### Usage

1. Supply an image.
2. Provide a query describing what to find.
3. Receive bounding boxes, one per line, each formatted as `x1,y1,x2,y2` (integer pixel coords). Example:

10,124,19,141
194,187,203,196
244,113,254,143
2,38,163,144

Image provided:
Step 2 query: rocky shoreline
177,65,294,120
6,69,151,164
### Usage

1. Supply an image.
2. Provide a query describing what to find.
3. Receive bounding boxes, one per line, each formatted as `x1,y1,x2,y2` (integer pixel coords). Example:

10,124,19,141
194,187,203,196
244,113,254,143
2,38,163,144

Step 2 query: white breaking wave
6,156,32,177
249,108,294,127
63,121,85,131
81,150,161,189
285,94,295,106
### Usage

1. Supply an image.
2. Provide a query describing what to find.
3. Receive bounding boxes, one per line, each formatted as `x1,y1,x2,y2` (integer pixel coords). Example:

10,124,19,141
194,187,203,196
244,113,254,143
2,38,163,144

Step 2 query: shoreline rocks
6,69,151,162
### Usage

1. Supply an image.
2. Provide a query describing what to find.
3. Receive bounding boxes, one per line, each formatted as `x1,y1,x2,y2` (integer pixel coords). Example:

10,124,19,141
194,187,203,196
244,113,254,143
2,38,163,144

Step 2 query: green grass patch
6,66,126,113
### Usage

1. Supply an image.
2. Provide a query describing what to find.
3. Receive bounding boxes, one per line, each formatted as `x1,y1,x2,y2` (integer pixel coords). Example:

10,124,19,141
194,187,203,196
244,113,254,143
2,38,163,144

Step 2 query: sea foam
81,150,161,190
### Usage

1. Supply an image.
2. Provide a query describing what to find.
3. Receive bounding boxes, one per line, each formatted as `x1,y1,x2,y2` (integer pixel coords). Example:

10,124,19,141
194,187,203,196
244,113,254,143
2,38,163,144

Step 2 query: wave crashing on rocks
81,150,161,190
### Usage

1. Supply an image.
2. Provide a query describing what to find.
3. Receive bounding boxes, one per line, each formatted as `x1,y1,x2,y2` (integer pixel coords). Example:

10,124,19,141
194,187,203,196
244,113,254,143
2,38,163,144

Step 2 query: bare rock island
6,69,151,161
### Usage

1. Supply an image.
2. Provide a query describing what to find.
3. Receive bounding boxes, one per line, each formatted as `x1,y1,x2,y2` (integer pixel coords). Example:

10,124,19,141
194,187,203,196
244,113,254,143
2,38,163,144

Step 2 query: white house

-- -- --

Pull out every line of the items above and reproduce them word for word, without any changes.

### Usage

1. Supply an image.
2. Provide a query describing what to find.
3. Receive bounding boxes, one per line, each formatted as `x1,y1,x2,y2` (integer pixel coords). Example:

10,124,19,141
194,187,203,196
244,113,254,143
2,38,163,144

Image provided:
Step 2 query: rocky shoreline
177,65,294,120
6,69,151,164
### Usage

1. Supply an image.
2. Provide a query describing what to find.
3. Receive bounding boxes, one per line, each formatted as `x1,y1,x2,y2` (integer pixel coords). Example:

10,124,19,141
194,187,203,196
244,113,254,143
2,38,163,144

Step 2 query: white breaking wave
6,156,32,177
249,108,294,127
63,121,85,131
81,150,161,189
285,94,295,106
### Usage

1. Supply an image.
2. Provide a query describing what to find.
3. Receive bounding boxes, one per line, each formatted as `x1,y1,x2,y2` (integer pixel coords). Example:

10,124,19,141
194,187,203,196
244,113,254,143
2,38,163,144

Step 2 query: shoreline rocks
6,69,151,162
### Usage

1. Supply an image.
2. Provide a query describing what to find.
3. Receive bounding boxes, one per line, each formatted as `x1,y1,x2,y2` (integer pixel coords). Example:

10,124,19,141
194,187,203,196
244,113,254,143
2,38,163,144

Step 2 query: green grass patch
6,66,126,113
### Usage

1. Supply an image.
2. Provide a query describing what to find.
3. Receive bounding boxes, one per line, each formatted as `x1,y1,x2,y2` (integer pixel coords). Example:

10,124,19,141
194,187,203,196
244,113,254,143
2,38,163,144

Step 2 query: sea foam
81,150,161,190
### Usage

1. Supply an image.
2. Provide a query describing what to find.
3. Receive bounding boxes, one per line, each formatted as `x1,y1,x2,y2` (integer pixel coords). Example:

10,124,19,141
194,187,203,196
244,113,254,143
2,38,163,144

Step 2 query: wave crashing on rocks
81,150,161,190
### Usage

1. Supply an image.
2. Provide a query describing what to find.
3. Receive bounding boxes, one per line, each formatted as `x1,y1,x2,y2` (integer pixel coords). Example:

10,124,19,141
194,187,203,196
244,113,254,143
2,38,163,144

Step 2 query: bare rock island
6,69,151,161
### Usage

1. Supply an image.
2. Provide a query describing what to find.
3. Receive bounding boxes, one per line, each formatted as `x1,y1,x2,y2` (integer pixel coords). Example:

10,124,19,141
194,187,203,196
244,113,254,143
2,38,163,144

Step 2 query: white house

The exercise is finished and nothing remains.